*Text provided*

While Vera in that piece specifically complimented Easterby-Smith’s contributions to the journal, it was another piece of writing that cemented his reputation.

With Richard Thorpe and Andy Lowe, he wrote Management Research: An Introduction, which saw 10 print runs in its first edition. A later preface noted, “The first edition of this book appeared in 1991, at a time when there were very few management research methods books on the market. … The success of the book was attested by the sales figures, and by the fact that it had become the most highly cited management methodology book in the world according to Google Scholar.”

“The contribution Mark made with the publication of Management Research was a first attempt to identify and justify methods and philosophies specific to researching in the field of management and business,” his colleague Thorpe wrote in a moving memorial to Easterby-Smith. “It is through this book [one of 10 he wrote or co-wrote] that Mark is so well known as it has been a first port of call for many generations of doctoral students who were setting out on their research and needing to find somewhere to start.”

Mark Easterby-Smith was born February 5, 1948 in the post-war baby boom. His father, Victor, was a career officer in the Royal Navy and his mother, Margery, drove ambulances for the Women’s Royal Naval Service during the Blitz. Growing up he attended the Rugby School in Warwickshire and when he entered higher education at Durham University he studied engineering, working in the chemical industry for a while before deciding for a career in academe. He earned a Ph.D. in organizational behavior at Durham and took his first post as an academic, a research assistant, there in 1972, evaluating management training and development.

“My early life as an academic,” Easterby-Smith later recalled, “involved a series of short-term research contracts, often funded by industry or government. This led me to appreciate the interdependency of theory with both the practical concerns of companies and the issues of policy makers at the national level. As a result of these early experiences of insecurity, I have developed a style of entrepreneurship, and to some extent opportunism, in my research career.”

*To-do list*
(a) In the profile of Mark Easterby-Smith, what job did his mother, Margery, do during the Blitz?
(b) From the profile of Mark Easterby-Smith, pull out word for word the stretch from "While Vera in" through "cemented his reputation.".

*Records*

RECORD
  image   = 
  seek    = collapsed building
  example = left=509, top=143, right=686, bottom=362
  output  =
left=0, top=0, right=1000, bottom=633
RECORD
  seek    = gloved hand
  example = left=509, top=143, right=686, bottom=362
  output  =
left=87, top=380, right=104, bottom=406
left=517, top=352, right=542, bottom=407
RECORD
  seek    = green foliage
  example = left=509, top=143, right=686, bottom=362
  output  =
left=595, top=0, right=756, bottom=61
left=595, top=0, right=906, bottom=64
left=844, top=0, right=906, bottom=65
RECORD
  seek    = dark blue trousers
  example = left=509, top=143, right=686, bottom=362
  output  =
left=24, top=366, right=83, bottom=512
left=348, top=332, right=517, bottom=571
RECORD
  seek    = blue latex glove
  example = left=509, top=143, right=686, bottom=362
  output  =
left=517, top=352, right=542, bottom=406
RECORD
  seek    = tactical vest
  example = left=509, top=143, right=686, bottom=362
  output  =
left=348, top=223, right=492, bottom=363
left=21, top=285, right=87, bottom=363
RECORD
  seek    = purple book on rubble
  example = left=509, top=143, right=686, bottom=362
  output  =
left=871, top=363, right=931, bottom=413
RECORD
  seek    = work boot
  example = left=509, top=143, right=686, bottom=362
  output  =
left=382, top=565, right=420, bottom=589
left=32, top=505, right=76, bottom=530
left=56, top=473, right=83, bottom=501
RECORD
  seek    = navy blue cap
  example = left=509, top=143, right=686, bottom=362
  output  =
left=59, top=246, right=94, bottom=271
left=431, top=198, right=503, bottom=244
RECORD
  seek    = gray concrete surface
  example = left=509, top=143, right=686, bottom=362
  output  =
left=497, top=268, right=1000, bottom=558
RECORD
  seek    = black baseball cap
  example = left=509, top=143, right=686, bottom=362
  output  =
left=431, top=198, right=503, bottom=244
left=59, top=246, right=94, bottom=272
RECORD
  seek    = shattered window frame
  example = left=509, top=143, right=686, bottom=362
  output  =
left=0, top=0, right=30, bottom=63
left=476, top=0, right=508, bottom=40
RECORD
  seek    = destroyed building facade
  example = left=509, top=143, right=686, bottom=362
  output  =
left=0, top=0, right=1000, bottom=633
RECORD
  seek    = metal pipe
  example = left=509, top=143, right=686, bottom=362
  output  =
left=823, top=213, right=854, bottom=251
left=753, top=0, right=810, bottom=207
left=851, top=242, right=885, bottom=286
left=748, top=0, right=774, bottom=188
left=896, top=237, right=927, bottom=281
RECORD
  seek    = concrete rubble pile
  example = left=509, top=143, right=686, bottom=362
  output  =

*Outputs by task*
(a) She drove ambulances for the Women's Royal Naval Service.

(b)
While Vera in that piece specifically complimented Easterby-Smith’s contributions to the journal, it was another piece of writing that cemented his reputation.